Problem to work on
Starting with the line containing "Where can you see the man's fingers?" and going on through the line containing "<point>112,179</point>", swap "fingers" for "hand". Give back only those lines, with nothing else changed.

# Start of Task material

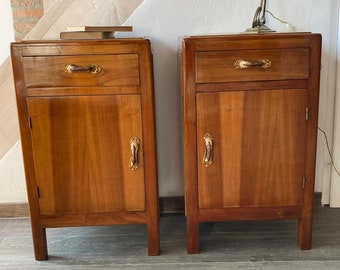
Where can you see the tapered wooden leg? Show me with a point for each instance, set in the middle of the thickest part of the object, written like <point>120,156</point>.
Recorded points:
<point>192,235</point>
<point>305,231</point>
<point>153,237</point>
<point>39,243</point>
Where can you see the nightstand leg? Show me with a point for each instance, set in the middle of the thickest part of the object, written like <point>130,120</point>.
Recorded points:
<point>153,236</point>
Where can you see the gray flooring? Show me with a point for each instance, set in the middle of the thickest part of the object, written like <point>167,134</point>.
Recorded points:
<point>228,245</point>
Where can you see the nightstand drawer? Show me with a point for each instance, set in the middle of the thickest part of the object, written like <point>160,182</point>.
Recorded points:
<point>84,70</point>
<point>251,65</point>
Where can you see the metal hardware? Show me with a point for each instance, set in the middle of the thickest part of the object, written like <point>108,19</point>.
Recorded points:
<point>259,20</point>
<point>72,68</point>
<point>262,63</point>
<point>207,157</point>
<point>134,146</point>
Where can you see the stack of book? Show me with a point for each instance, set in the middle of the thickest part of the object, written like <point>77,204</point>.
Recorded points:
<point>93,32</point>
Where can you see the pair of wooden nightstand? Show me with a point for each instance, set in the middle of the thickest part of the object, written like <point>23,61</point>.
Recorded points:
<point>87,122</point>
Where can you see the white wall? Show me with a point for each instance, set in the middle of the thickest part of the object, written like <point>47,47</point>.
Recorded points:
<point>164,22</point>
<point>6,29</point>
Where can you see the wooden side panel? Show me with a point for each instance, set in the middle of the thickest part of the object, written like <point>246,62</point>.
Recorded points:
<point>258,155</point>
<point>219,66</point>
<point>82,152</point>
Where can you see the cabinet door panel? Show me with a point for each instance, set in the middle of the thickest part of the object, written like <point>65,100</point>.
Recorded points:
<point>258,155</point>
<point>82,153</point>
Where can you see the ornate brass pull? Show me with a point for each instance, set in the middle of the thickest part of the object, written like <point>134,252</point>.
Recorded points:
<point>262,63</point>
<point>72,68</point>
<point>134,146</point>
<point>207,157</point>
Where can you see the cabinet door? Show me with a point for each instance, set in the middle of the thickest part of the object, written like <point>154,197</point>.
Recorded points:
<point>82,153</point>
<point>258,148</point>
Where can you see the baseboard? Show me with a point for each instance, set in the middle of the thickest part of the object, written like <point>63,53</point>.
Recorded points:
<point>167,205</point>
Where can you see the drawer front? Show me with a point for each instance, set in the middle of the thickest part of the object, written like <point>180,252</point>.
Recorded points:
<point>86,70</point>
<point>221,66</point>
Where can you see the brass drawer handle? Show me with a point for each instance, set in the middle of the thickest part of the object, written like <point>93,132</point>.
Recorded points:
<point>262,63</point>
<point>134,146</point>
<point>72,68</point>
<point>208,143</point>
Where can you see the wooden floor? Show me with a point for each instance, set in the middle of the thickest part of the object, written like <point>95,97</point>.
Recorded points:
<point>228,245</point>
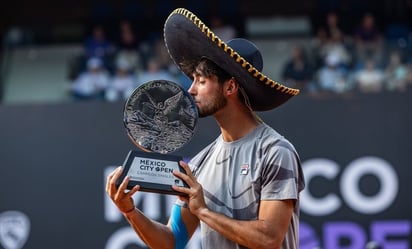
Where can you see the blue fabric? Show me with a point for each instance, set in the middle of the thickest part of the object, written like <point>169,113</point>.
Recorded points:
<point>179,228</point>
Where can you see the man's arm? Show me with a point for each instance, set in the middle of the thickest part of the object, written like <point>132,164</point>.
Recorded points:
<point>153,233</point>
<point>268,231</point>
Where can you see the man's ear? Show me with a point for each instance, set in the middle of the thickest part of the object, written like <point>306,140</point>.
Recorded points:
<point>232,87</point>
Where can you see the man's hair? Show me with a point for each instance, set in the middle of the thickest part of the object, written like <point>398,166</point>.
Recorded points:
<point>207,68</point>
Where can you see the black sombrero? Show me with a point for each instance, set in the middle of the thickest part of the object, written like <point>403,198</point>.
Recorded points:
<point>187,38</point>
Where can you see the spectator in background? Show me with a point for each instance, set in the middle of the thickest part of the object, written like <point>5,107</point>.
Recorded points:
<point>368,41</point>
<point>298,72</point>
<point>396,72</point>
<point>332,27</point>
<point>332,77</point>
<point>97,44</point>
<point>370,79</point>
<point>128,44</point>
<point>92,83</point>
<point>122,83</point>
<point>330,39</point>
<point>154,72</point>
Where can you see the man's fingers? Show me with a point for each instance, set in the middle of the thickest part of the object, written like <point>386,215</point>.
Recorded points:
<point>112,179</point>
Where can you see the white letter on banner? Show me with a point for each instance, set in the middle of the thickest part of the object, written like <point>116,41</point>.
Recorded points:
<point>319,206</point>
<point>388,185</point>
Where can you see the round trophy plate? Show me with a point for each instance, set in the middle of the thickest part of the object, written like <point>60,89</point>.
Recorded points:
<point>160,116</point>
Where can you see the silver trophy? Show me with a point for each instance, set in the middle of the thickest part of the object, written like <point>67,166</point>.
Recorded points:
<point>160,117</point>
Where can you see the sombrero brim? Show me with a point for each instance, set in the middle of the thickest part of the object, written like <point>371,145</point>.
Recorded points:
<point>188,39</point>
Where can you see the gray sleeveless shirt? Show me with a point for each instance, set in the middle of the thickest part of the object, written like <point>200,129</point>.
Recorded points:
<point>236,176</point>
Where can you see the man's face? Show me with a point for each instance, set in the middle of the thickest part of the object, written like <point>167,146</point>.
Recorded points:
<point>207,94</point>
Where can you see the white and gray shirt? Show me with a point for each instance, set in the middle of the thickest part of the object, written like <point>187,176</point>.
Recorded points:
<point>237,175</point>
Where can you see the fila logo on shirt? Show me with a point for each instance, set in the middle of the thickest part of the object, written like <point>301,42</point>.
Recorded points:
<point>244,169</point>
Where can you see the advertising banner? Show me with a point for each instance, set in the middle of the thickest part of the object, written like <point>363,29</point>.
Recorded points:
<point>355,152</point>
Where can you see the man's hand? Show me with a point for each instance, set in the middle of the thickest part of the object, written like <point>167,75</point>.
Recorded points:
<point>119,196</point>
<point>195,198</point>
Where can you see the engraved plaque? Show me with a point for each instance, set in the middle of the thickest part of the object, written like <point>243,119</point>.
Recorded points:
<point>160,117</point>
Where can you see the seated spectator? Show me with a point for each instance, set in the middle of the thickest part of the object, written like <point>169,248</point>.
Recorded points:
<point>154,72</point>
<point>98,44</point>
<point>122,83</point>
<point>370,79</point>
<point>368,40</point>
<point>330,38</point>
<point>92,83</point>
<point>127,48</point>
<point>332,77</point>
<point>396,73</point>
<point>297,72</point>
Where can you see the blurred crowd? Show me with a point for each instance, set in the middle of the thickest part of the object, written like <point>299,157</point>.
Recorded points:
<point>367,60</point>
<point>111,68</point>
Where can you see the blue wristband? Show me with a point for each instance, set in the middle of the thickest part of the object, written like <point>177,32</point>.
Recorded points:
<point>178,228</point>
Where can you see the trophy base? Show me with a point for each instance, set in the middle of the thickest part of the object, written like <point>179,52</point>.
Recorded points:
<point>152,172</point>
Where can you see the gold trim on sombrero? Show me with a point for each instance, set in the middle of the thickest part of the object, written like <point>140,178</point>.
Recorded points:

# End of Task material

Exercise output
Where can you see the man's hand? Show me with a point for each instance, set in the middle of the thickest part of the object, written like <point>386,215</point>.
Recorded points:
<point>112,179</point>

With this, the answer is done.